> [Görevler]:
[a] Olimpiyat elemeleri yazısında "Ne var ki Sırbistan" ile başlayıp "da unutmamak gerekir)." ile biten bölümü düzenleyerek yeniden yazın. Bunu yaparken "Mayıs" yerine "Haziran" koyun.
[b] Olimpiyat elemeleri yazısını kaldığı yerden devam ettirin.

> [Okuma Parçası]:
════════════════════
Sonunda söyleyeceğimi baştan yazayım: Rusya ile final oynarız…
Neden bu düşüncedeyim?
Hatırlarsanız Avrupa Şampiyonası öncesi, “Biz çok iyi bir oyuncu grubuna sahibiz. Eğer bir aksilik yaşamazsak, Sırbistan ile final oynarız” diye yazmıştım.
Ama olmadı. Çünkü benim hesabımda “ev sahibi olsa da Hollanda’ya takılmayız, Sırbistan da Rusları yener” diye düşünmüştüm.
Ne var ki Sırbistan da bizim gibi sallanınca final yerine üçüncülük maçında buluşmuştuk. Sonra da kürsünün dışında kalmıştık.
Şu anda da ayni düşünceyi paylaşıyorum. “Biz iyi bir takımız. Evimizde oynamanın avantajını kullanarak finalde Rusya ile buluşuruz. Ankara da Olimpiyat vizesini almaya yakınız. Olmaz ise bu kez Mayıs ayında ki son elemelerde istediğimizi elde ederiz.”
AÇALIM
Grupta güzel bir sıralama ile rakiplerimizle kapışacağız. Önce gücünün bize yetmeyeceğini öngördüğüm Hırvatistan’ı yener moralleniriz (bu tür hataya yer olmayan organizasyonlarda ilk müsabaka çok önemlidir. Her takım zorlanabilir, stres, ekiplerin gerçek oyunlarını bazen ortaya koyamamalarına neden olur. Ancak rakibimizden daha iyi olduğumuzu da unutmamak gerekir).
════════════════════
> [Gösterilen Bilgiler]:
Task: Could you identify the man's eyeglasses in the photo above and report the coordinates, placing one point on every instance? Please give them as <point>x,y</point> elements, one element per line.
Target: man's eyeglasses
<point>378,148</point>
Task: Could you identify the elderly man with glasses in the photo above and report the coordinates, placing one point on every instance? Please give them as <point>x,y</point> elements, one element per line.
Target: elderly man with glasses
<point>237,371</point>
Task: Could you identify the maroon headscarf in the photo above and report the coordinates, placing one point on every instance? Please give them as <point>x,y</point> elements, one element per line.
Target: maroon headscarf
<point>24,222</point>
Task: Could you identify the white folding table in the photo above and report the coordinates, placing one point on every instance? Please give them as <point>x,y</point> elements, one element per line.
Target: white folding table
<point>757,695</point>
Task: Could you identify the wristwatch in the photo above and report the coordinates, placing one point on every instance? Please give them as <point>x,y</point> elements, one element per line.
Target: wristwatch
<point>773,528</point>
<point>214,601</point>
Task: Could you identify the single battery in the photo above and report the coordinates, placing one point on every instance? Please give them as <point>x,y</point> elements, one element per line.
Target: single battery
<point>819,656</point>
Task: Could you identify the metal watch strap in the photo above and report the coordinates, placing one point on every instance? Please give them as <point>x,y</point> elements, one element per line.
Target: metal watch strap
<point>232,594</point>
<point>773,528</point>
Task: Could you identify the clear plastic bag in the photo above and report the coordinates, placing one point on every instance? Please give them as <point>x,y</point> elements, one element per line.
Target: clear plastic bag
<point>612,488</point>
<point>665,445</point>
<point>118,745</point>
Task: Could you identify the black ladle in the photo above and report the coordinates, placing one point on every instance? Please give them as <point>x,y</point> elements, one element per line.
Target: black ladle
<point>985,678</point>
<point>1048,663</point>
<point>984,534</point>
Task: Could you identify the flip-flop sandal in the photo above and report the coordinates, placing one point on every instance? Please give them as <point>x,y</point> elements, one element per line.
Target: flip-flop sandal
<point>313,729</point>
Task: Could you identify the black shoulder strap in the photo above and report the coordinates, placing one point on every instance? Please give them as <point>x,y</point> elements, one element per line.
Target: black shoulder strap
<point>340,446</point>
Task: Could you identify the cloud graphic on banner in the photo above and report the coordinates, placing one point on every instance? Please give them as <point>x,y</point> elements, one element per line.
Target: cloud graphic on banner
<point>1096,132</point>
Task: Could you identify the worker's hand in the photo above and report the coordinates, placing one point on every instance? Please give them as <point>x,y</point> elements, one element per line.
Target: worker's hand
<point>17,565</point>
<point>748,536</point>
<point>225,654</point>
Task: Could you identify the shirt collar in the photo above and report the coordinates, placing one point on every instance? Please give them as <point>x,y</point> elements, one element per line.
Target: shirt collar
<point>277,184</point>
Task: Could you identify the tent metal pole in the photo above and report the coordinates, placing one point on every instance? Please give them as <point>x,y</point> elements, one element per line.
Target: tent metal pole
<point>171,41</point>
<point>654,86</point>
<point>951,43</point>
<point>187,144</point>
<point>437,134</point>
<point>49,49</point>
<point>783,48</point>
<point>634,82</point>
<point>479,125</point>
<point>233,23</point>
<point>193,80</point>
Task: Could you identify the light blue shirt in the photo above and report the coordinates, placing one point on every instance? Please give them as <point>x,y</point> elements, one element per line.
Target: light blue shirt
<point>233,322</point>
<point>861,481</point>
════════════════════
> [Görev Cevapları]:
[a]
Ne var ki Sırbistan da bizim gibi sallanınca final yerine üçüncülük maçında buluşmuştuk. Sonra da kürsünün dışında kalmıştık.
Şu anda da ayni düşünceyi paylaşıyorum. “Biz iyi bir takımız. Evimizde oynamanın avantajını kullanarak finalde Rusya ile buluşuruz. Ankara da Olimpiyat vizesini almaya yakınız. Olmaz ise bu kez Haziran ayında ki son elemelerde istediğimizi elde ederiz.”
AÇALIM
Grupta güzel bir sıralama ile rakiplerimizle kapışacağız. Önce gücünün bize yetmeyeceğini öngördüğüm Hırvatistan’ı yener moralleniriz (bu tür hataya yer olmayan organizasyonlarda ilk müsabaka çok önemlidir. Her takım zorlanabilir, stres, ekiplerin gerçek oyunlarını bazen ortaya koyamamalarına neden olur. Ancak rakibimizden daha iyi olduğumuzu da unutmamak gerekir).

[b]
Bir gün sonra eski gücünden çok uzaklaşmış bir Almanya’yı karşımızda bulacağız. İlk maçı kazanmanın morali, seyirci desteği bizi sonuca götürür.
3. gün bu kez karşımızda Hollanda olacak. Hatırlarsanız, onlarda Avrupa Şampiyonası’ndan kalma bir hesabımız var. Onlar bizi evlerinde devirmişlerdi. Şimdi sıra bizde. Üstelikte bu kez rakibi çok daha iyi tanıyoruz. Çünkü Hollanda’nın en iyi 3 oyuncusu Lonneke, Robin, Anne Vakıfbank da oynuyor. Lonneke ile Robin’in sorun yaratacağı kesin. Ancak Anne’nin varlığı bizim için avantaj olacaktır.
Yazılarımdan anımsayacağınız gibi, bu oyuncu hem servise karşı manşette, hem de hücumlarda sorunlu. Yani servislerimizin ilk hedefi o olacaktır. Sert servislerimize de mutlaka olumlu cevaplar alırız.
Diğer oyuncular ise bilindiği gibi çok etkili değiller ama takım oyununa katkıları iyi. Netice de ben bu kez kazanacağımıza inanıyorum.
Aslında Hollanda maçına bir başka bakış açısıyla yaklaşırsak, ilk iki karşılaşmayı geçtiğimiz için zaten yarı finali garantilemiş oluruz. Bu da bizim stresi azaltan bir oyun ortaya koymamıza yol açar ki, bu durumu avantaj olarak hanemize yazılır.
Bu mantıkta tek sıkıntı, ikinci olup yarı finalde Ruslarla eşleşmek olur. Ancak birinci olmak için her halükarda onları geçmek zorunluluğumuz var. Öte yandan Rusların Avrupa Şampiyonası’nda ki performanslarını tekrarlayacaklarını beklemiyorum. Çünkü o turnuvada ortaları çok az kullanmalarına karşın, tüm yükü sırtlanan 3 köşe oyuncusunun çok iyi günlerinde olmasıyla sonuca gitmişlerdi. Bu kez ayni şeyin olmayacağını düşünüyorum.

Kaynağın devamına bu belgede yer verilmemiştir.